--- START Selected passage ---

We are moving from globalisation to slowbalisation: Chetan Ahya, Morgan Stanley
"We've moved away from the benign environment and continuous uncertainty hurting corporate confidence."
- India gives confidence that structural growth story exists: Aisha de Sequeira, Morgan Stanley India
- Stars aligning in India's favour with an accommodative central bank, weakish dollar & low rates: Gokul Laroia, Morgan Stanley
- Seize opportunity to accelerate foreign inflows: Sanjay Shah, Morgan Stanley
Why are we getting mixed signals from equity and the bond market? The bond market is telling you a recession/slowdown is coming, the equity markets are telling you let us ignore the bond market, earning expansion is coming and we want to celebrate?
The framework by the risk market seems to be that the US might be actually muddling through. Yes there is a slowdown in the US but the bond market is implying that there would be probably 1.5-2% GDP growth and the Fed is going to be supportive. That is always good for risk assets, particularly for the rest of the world outside of the US. But if you get US tipping over recession, then this whole situation reverses. Every time the US heads into a recession, the dollar rises, emerging market currency suffers and financial conditions tighten in emerging markets which actually hurts their growth.
We are right now in terms of expectation, sitting at that cusp where people think we will get to muddle through the outcome which is good for risk assets. We will have to see what happens on June 29, which is a critical date where we can get a clue of what happens on trade tensions and which will determine where the US goes in terms of growth outlook.
Nobody wins in a trade war. Americans, Russians, Chinese everybody wants to protect that turf, everybody wants to reach their prosperity goals. Id the shape of the world going to change dramatically and drastically because trade war was not part of the projected template five, six, seven years ago?
Yes, I think so. We are moving in from globalisation to slowbalisation. Unfortunately, it is looking real and would probably be long lasting. We have moved away from the benign environment where there was predictability on what happens on global trade front into this environment where there is going to be probably continuous uncertainty hurting corporate confidence. It is not a great environment from a medium-term perspective either.

--- END Selected passage ---

Written problem A —
Answer each question from the Morgan Stanley interview:
(i) What range of US GDP growth does the bond market imply?
(ii) Which date is described as critical for a clue on trade tensions?
(iii) What happens to the dollar every time the US heads into a recession?
Written problem B —
State whether each statement agrees with the Morgan Stanley interview, and quote the words that decide it.
(i) Some party can come out ahead in a trade war.
(ii) The move to slowbalisation is expected to be brief.
(iii) The bond market implies that the Fed will be supportive.
Written problem C —
Carry the Morgan Stanley interview forward from its final sentence.
The data that follows is separate material, unrelated to the Morgan Stanley interview.

--- START Given records ---

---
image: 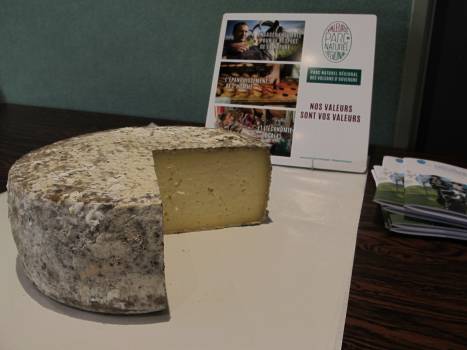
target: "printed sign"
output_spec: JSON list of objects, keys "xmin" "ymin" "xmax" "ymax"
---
[{"xmin": 206, "ymin": 14, "xmax": 376, "ymax": 172}]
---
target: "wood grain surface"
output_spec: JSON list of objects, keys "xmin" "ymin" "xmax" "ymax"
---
[
  {"xmin": 342, "ymin": 147, "xmax": 467, "ymax": 350},
  {"xmin": 0, "ymin": 105, "xmax": 467, "ymax": 350}
]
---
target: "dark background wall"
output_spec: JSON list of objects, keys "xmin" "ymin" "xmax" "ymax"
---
[
  {"xmin": 0, "ymin": 0, "xmax": 412, "ymax": 145},
  {"xmin": 416, "ymin": 1, "xmax": 467, "ymax": 156}
]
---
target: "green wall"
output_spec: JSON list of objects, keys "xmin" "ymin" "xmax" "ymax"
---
[{"xmin": 0, "ymin": 0, "xmax": 411, "ymax": 145}]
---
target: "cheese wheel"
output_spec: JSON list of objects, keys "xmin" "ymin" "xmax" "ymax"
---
[{"xmin": 7, "ymin": 127, "xmax": 270, "ymax": 314}]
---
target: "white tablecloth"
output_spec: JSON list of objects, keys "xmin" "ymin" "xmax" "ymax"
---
[{"xmin": 0, "ymin": 167, "xmax": 365, "ymax": 350}]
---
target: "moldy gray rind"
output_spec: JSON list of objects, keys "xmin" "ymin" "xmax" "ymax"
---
[{"xmin": 7, "ymin": 127, "xmax": 267, "ymax": 314}]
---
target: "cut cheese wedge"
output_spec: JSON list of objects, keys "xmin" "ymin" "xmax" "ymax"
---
[
  {"xmin": 7, "ymin": 127, "xmax": 271, "ymax": 314},
  {"xmin": 153, "ymin": 148, "xmax": 271, "ymax": 233}
]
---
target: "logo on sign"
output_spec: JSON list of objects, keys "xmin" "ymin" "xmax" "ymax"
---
[{"xmin": 322, "ymin": 21, "xmax": 352, "ymax": 63}]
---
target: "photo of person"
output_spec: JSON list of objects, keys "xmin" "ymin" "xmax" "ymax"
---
[
  {"xmin": 216, "ymin": 106, "xmax": 295, "ymax": 157},
  {"xmin": 216, "ymin": 62, "xmax": 300, "ymax": 108},
  {"xmin": 222, "ymin": 20, "xmax": 305, "ymax": 62}
]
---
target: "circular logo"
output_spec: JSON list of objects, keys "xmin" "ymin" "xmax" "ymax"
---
[{"xmin": 322, "ymin": 21, "xmax": 352, "ymax": 63}]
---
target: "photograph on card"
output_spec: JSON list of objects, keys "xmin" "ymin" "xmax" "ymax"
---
[
  {"xmin": 215, "ymin": 106, "xmax": 295, "ymax": 157},
  {"xmin": 216, "ymin": 62, "xmax": 300, "ymax": 108},
  {"xmin": 222, "ymin": 19, "xmax": 305, "ymax": 62}
]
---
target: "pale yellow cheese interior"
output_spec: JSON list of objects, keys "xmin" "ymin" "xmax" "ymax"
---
[{"xmin": 153, "ymin": 148, "xmax": 271, "ymax": 233}]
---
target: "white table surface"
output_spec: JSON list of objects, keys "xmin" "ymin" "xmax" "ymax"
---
[{"xmin": 0, "ymin": 167, "xmax": 365, "ymax": 350}]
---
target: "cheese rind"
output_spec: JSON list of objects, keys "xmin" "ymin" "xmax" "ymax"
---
[{"xmin": 7, "ymin": 127, "xmax": 270, "ymax": 313}]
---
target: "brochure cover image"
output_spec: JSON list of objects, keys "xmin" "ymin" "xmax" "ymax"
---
[
  {"xmin": 222, "ymin": 19, "xmax": 305, "ymax": 62},
  {"xmin": 215, "ymin": 62, "xmax": 300, "ymax": 108},
  {"xmin": 215, "ymin": 106, "xmax": 295, "ymax": 157}
]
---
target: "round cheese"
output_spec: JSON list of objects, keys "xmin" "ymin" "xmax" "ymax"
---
[{"xmin": 7, "ymin": 127, "xmax": 267, "ymax": 313}]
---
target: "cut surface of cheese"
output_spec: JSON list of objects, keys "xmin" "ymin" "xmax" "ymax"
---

--- END Given records ---

Written answer A —
(i) Probably 1.5-2% GDP growth.
(ii) June 29.
(iii) The dollar rises.

Written answer B —
(i) No: "Nobody wins in a trade war."
(ii) No: "it is looking real and would probably be long lasting."
(iii) Yes: "the Fed is going to be supportive."

Written answer C —
Do you think the American economy has peaked out on all basic parameters? Unemployment is at an all time low, GDP growth for the US was strong, the market cap for the US market is at an all-time high. Can we work with the thesis that it is going to be peak America for the next two or three years and if the biggest economy in the world is peaking, wouldn’t that have repercussions for all of us?
That is right and that is something we were concerned about independent of trade tensions because we have a situation where US unemployment is very low and it is in late cycle. The US started to see wage growth pick up and that was beginning to hurt corporate margins. All the signals which would indicate that the US in late cycle were already beginning to come through as it is, without trade tensions. We were worried about the corporate credit risk because that is what usually you tend to be worried about in the late cycle -- either the household or the corporate balance sheet whichever is levelled up when cost of capital goes up could tip over and create a bigger slowdown in the economy. We were watching the corporate credit risk, the late cycle dynamics in the US. Now these trade tensions have only accelerated and increased our concerns on the US outlook.
You are using the word recession very freely now. Recession means bad news, recession means more price adjustment and recession means that equity markets and bond markets will suffer. When you are projecting a recession, what exactly are you meaning?
From a global economy perspective, when you hit global growth of below 2.5% IMF has defined that as a recession threshold. Currently we are at 3.2%, we were at 4% in first quarter of 2018. So we have seen an 80 bps deceleration and what we are saying is that if you do get a bad outcome on trade tensions, then it persists for some time. If it is for a few weeks, it is okay but the economy will not be able to withstand a severe deterioration in global trade dynamics which will take this global growth from 3.2% to below 2.5%. That is how we are worried about recession mark.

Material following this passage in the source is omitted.